* _Quelle_
Jethro Tull in Münster 1980
Verfasst: So Sep 02, 2018 8:57 pm
Ich werde hier einmal die lokale Presse -in nicht chronologischer Reihenfolge- über die Tull-Konzerte in Münster sprechen lassen, evtl. mit ein paar Anmerkungen meinerseits. Los geht's mit dem Stormwatch-Konzert am 20.03.1980.
Am 15.03. meldete die lokale Tageszeitung (WN):
Donnerstag, 20. März:
Jethro Tull" gastieren in der Halle Münsterland.
Ian Anderson und seine famose Truppe wieder einmal in Münster.
Achtung: Nach letzten Informationen ist das Konzert restlos ausverkauft. Nichts geht mehr.
Am 19. dann diese Anzeige:
Wer verk. Jethro Tull-Karte? Tel. xxxxxx
Und am 22.03. dann diese euphorische Kritik, die voll und ganz meiner Erinnerung an dieses denkwürdige Konzert entspricht:
Jethro Tull machte Halle zum Tollhaus
Die sechs Mann von der englischen Rockformation Jethro Tull sollten sich einen neuen Namen zulegen: vielleicht Jethro Tollhaus. Denn in ein solches verwandelten sie die Halle Münsterland am Donnerstagabend. Die die Halle bis unters Dach füllende Zuhörerschaft hatte während des Konzertes schon jedem Titel begeistert applaudiert. Als dann die beiden Zugaben angestimmt wurden, stürmte alles nach vorne, stand auf den Stühlen, tanzte und hüpfte herum.

* _Bereitgestelltes Material_
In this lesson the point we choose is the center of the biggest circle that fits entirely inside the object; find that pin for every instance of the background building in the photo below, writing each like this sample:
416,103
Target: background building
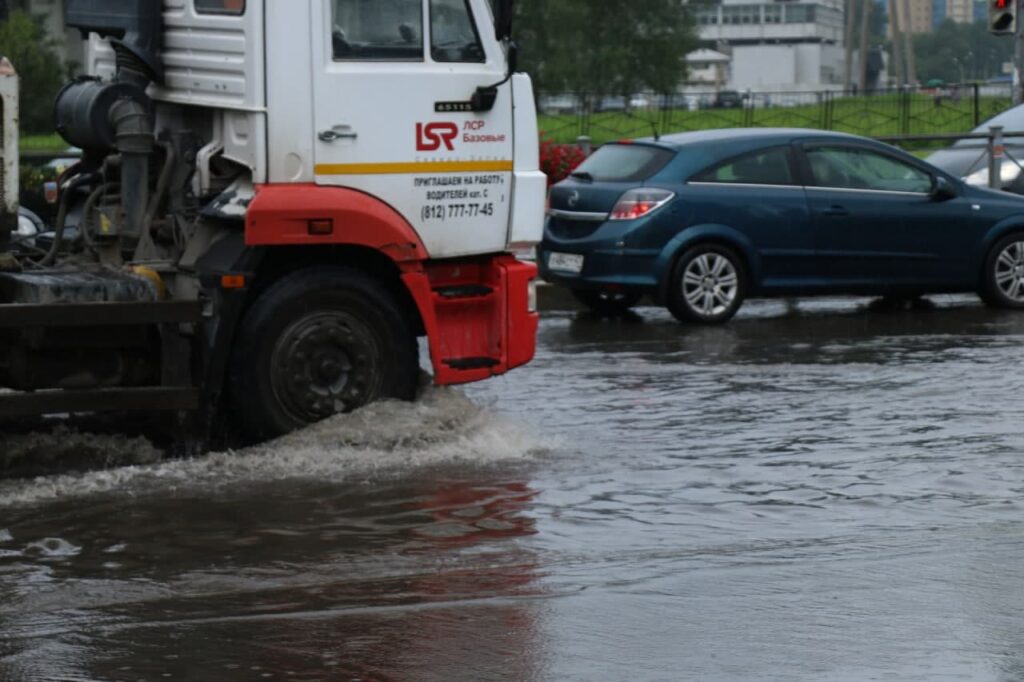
777,46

* _Aufgabenstellung_
1) Welche Handlungen des Publikums beim Anstimmen der Zugaben nennt die Kritik in der Quelle? Zähle alle auf.
2) Prüfe anhand der Quelle, ob die folgenden Aussagen zutreffen:
(a) Laut der lokalen Tageszeitung war das Konzert ausverkauft.
(b) Die Rockformation trat mit fünf Mann auf.
(c) Die Band spielte drei Zugaben.
3) Schreibe den Abschnitt der Quelle von "Jethro Tull in" bis "Stormwatch-Konzert am 20.03.1980." noch einmal ab und tausche dabei "Münster" gegen "Bielefeld" aus.
Das Material wird zur Bearbeitung nicht gebraucht.

* _Lösungen_
1)
- stürmte nach vorne
- stand auf den Stühlen
- tanzte
- hüpfte herum

2)
(a) Ja: „Nach letzten Informationen ist das Konzert restlos ausverkauft.“
(b) Nein: „Die sechs Mann von der englischen Rockformation Jethro Tull“
(c) Nein: „Als dann die beiden Zugaben angestimmt wurden“

3)
Jethro Tull in Bielefeld 1980
Verfasst: So Sep 02, 2018 8:57 pm
Ich werde hier einmal die lokale Presse -in nicht chronologischer Reihenfolge- über die Tull-Konzerte in Bielefeld sprechen lassen, evtl. mit ein paar Anmerkungen meinerseits. Los geht's mit dem Stormwatch-Konzert am 20.03.1980.